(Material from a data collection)
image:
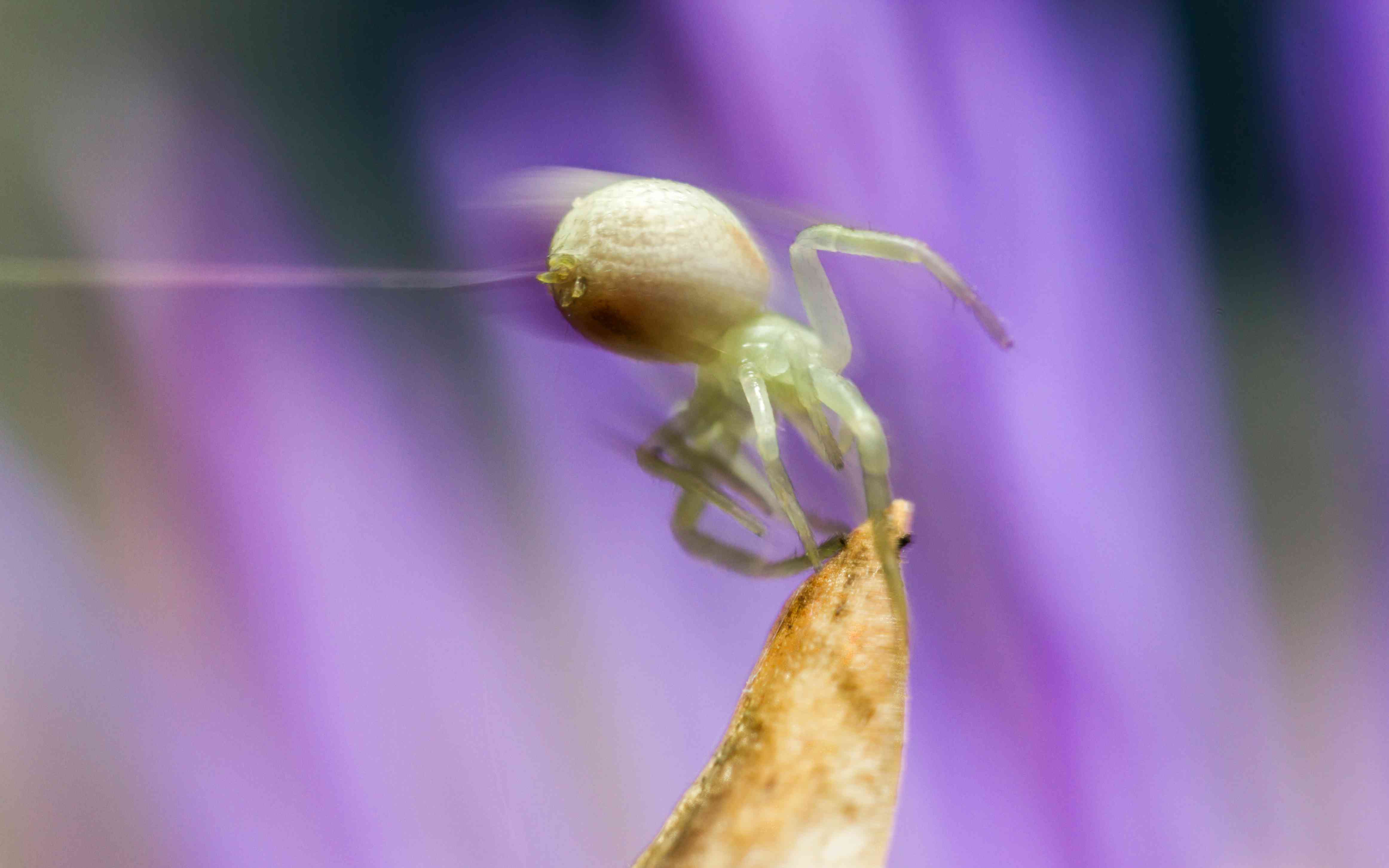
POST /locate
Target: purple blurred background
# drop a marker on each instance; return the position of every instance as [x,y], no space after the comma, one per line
[365,578]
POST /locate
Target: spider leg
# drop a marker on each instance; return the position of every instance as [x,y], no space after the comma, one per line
[713,453]
[649,456]
[820,435]
[685,526]
[822,306]
[764,425]
[845,399]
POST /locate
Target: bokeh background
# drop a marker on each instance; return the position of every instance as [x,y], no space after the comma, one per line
[366,578]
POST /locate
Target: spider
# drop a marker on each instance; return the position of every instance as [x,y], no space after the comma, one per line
[665,271]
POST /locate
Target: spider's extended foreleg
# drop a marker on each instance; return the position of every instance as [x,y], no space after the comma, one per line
[844,398]
[822,306]
[685,526]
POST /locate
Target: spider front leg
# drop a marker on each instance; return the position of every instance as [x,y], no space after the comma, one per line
[822,306]
[764,427]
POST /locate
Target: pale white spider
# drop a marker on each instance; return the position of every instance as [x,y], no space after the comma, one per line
[665,271]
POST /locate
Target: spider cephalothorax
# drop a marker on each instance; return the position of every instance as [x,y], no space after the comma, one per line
[665,271]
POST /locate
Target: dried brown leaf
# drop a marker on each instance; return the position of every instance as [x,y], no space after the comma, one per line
[807,771]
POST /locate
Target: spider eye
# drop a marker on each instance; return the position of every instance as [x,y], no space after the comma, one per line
[563,269]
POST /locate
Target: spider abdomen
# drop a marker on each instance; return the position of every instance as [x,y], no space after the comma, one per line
[656,270]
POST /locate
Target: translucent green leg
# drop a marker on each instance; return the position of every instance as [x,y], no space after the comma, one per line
[764,425]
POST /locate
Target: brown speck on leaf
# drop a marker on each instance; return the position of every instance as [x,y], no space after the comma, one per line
[807,773]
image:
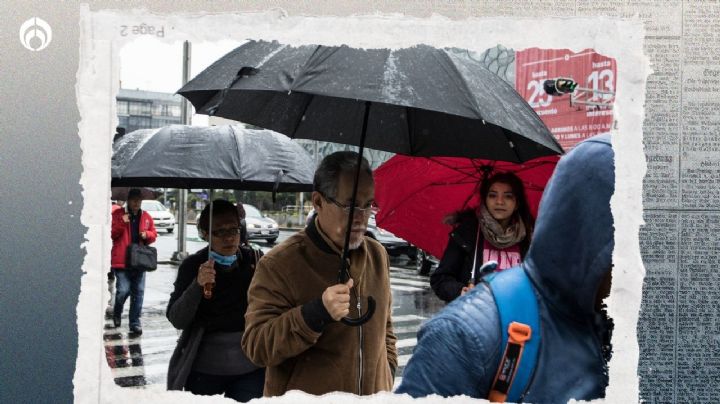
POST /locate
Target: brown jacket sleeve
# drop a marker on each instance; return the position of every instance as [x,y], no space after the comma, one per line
[274,327]
[390,338]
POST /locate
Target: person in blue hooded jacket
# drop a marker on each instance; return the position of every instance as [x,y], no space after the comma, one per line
[568,263]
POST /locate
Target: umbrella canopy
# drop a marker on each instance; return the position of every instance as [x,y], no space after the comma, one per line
[416,193]
[120,193]
[419,101]
[222,157]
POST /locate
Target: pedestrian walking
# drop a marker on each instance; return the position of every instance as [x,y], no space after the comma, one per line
[130,226]
[569,269]
[208,358]
[296,302]
[499,230]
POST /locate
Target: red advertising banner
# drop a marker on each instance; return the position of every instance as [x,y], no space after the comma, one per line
[575,116]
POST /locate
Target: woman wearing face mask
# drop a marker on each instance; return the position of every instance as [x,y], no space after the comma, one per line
[498,230]
[208,359]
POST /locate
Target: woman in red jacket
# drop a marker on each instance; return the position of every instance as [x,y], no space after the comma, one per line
[130,225]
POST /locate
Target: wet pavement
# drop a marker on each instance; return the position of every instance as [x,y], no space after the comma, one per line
[141,361]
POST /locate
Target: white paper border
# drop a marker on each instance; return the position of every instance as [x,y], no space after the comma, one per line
[97,85]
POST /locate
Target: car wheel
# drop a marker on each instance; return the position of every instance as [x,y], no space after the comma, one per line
[423,264]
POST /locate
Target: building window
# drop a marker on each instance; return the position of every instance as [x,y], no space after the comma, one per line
[122,108]
[139,122]
[174,110]
[139,108]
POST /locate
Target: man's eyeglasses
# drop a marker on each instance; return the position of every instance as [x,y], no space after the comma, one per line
[233,231]
[369,209]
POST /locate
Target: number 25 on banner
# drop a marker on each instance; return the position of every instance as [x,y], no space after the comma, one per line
[538,97]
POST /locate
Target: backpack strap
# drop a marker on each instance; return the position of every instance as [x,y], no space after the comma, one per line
[520,331]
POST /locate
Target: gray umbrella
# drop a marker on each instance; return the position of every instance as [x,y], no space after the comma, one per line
[222,157]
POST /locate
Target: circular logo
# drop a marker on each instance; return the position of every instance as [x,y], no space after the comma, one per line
[35,34]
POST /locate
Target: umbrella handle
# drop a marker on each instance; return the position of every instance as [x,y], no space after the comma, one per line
[207,290]
[354,322]
[343,277]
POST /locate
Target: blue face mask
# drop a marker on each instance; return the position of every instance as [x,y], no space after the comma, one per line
[226,260]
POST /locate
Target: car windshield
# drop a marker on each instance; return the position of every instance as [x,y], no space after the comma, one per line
[251,211]
[152,206]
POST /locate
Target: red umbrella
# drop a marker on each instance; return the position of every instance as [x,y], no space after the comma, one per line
[416,193]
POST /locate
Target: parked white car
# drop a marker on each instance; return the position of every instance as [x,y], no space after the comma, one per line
[161,215]
[259,226]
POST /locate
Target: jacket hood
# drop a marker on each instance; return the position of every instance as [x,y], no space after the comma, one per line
[573,240]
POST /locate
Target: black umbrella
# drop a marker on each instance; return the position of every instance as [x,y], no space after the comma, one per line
[418,101]
[223,157]
[120,193]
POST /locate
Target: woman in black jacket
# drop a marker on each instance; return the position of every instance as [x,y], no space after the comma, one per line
[209,303]
[499,230]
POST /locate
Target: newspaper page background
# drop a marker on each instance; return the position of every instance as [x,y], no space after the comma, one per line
[678,327]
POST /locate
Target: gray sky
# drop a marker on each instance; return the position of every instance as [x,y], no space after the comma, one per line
[152,65]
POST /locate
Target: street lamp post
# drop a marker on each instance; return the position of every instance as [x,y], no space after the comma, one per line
[181,252]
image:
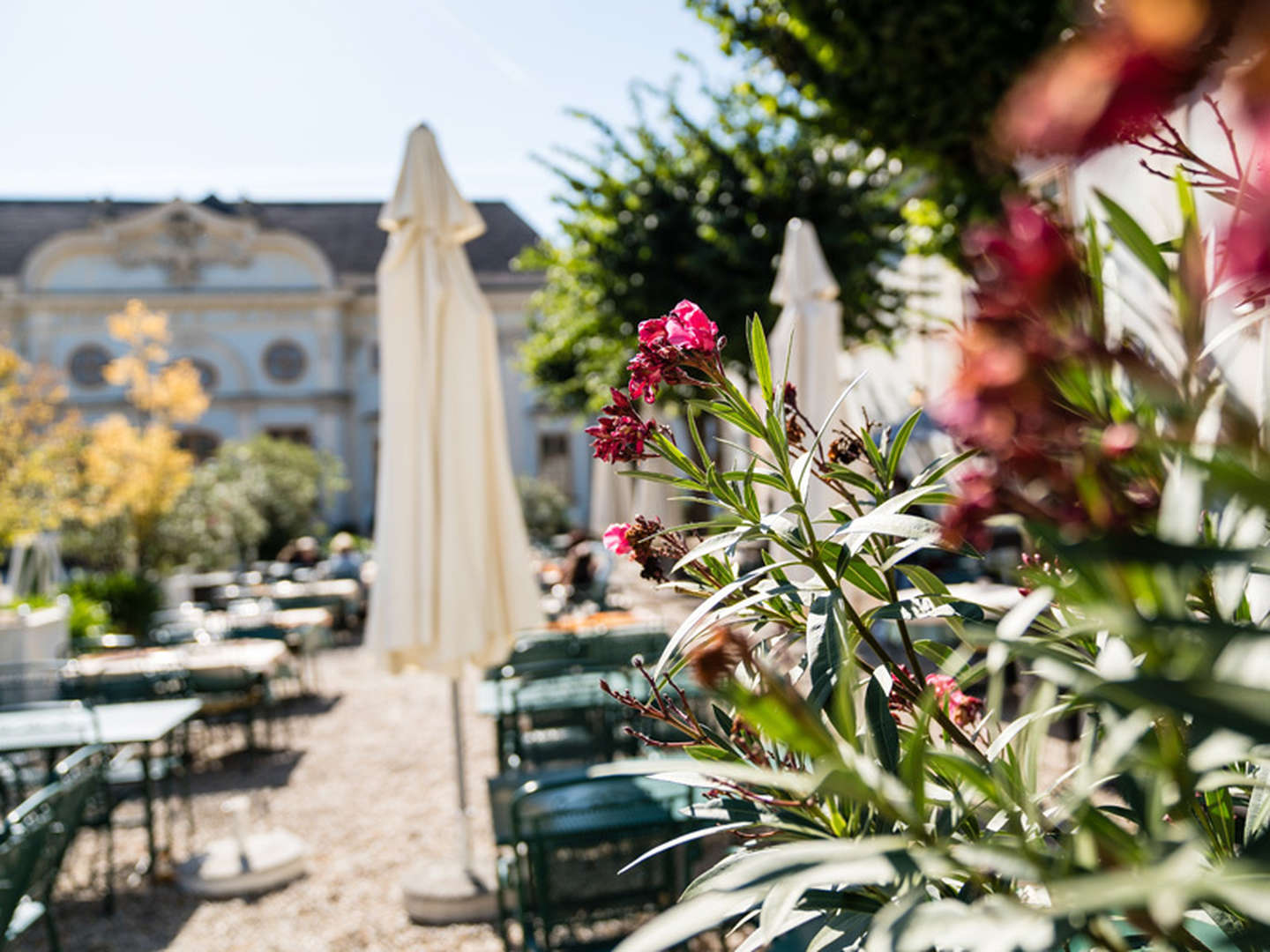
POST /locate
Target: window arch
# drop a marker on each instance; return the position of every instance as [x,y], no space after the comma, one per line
[86,365]
[285,361]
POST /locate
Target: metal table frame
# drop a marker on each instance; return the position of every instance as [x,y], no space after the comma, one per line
[54,726]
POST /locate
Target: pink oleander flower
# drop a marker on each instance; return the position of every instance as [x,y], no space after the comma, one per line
[943,684]
[689,328]
[667,346]
[1022,264]
[966,521]
[616,539]
[1109,84]
[964,709]
[620,435]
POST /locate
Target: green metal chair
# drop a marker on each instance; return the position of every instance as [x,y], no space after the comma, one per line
[235,695]
[566,836]
[34,841]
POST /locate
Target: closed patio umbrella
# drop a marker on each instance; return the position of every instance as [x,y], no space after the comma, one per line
[453,576]
[808,335]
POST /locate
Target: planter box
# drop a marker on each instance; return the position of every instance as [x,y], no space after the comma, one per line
[38,635]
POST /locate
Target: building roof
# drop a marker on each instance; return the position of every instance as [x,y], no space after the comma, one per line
[346,231]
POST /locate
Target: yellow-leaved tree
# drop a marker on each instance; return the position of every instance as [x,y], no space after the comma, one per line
[40,452]
[136,470]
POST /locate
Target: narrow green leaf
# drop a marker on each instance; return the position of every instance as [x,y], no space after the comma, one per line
[900,442]
[882,725]
[761,360]
[1134,239]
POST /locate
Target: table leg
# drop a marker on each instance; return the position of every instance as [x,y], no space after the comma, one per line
[147,788]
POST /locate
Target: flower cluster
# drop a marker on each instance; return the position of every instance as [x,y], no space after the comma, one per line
[963,709]
[646,541]
[1111,81]
[794,430]
[620,435]
[1005,400]
[669,346]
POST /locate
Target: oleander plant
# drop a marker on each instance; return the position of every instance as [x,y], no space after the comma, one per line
[902,796]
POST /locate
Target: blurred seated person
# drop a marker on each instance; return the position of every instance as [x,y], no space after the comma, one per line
[587,569]
[346,562]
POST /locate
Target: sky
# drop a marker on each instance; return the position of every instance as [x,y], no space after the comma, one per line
[294,100]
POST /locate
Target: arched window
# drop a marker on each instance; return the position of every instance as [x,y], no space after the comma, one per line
[285,361]
[88,365]
[208,376]
[201,443]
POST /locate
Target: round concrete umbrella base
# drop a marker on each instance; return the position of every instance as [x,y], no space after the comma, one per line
[247,866]
[442,894]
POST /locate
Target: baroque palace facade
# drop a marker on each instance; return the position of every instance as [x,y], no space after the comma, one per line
[276,305]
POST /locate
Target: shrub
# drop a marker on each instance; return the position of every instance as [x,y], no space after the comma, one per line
[130,599]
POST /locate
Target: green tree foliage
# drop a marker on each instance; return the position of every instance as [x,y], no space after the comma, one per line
[245,502]
[918,78]
[283,482]
[130,599]
[545,507]
[698,211]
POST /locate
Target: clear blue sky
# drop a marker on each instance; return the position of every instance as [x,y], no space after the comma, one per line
[314,98]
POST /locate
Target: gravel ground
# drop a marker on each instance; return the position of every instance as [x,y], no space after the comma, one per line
[366,778]
[365,775]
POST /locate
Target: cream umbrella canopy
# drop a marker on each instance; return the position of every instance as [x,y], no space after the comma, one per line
[453,556]
[453,577]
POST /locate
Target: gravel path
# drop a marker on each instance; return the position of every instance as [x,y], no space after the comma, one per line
[366,778]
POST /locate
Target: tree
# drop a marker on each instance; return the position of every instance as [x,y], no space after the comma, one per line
[698,212]
[135,472]
[917,78]
[40,471]
[283,482]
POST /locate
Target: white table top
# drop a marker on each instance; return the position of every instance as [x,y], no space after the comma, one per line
[71,724]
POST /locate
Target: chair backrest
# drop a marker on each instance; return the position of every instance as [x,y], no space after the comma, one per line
[26,682]
[573,837]
[38,830]
[118,688]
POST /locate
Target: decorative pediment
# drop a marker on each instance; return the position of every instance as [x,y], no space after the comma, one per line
[181,238]
[178,247]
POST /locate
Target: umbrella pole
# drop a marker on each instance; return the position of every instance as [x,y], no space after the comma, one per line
[465,828]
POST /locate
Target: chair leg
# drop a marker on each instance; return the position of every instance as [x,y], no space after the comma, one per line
[49,926]
[109,865]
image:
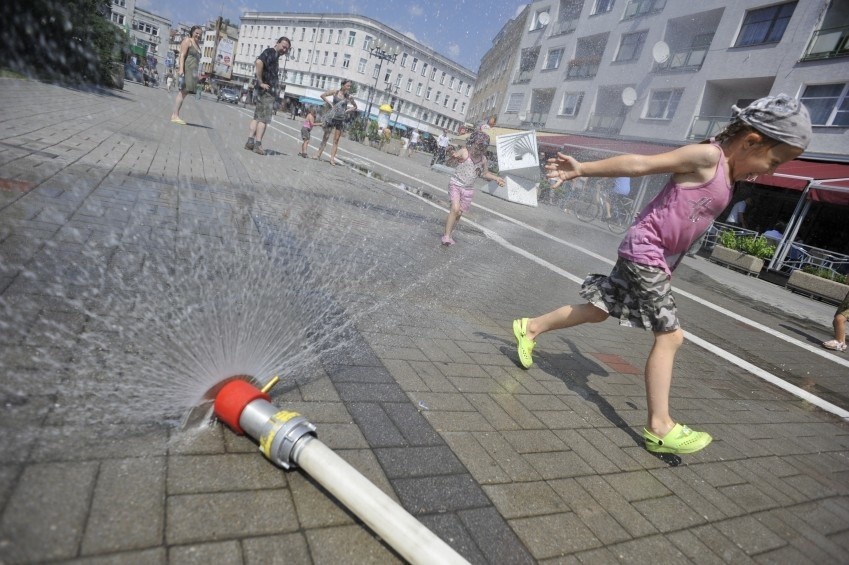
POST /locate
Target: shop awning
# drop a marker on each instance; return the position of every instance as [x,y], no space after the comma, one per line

_Work instructions:_
Which lines of the material contain the word "blue"? Copy each of them.

_Result of the task:_
Target: person in blue hooded jacket
Target: blue face mask
Target: clear blue sky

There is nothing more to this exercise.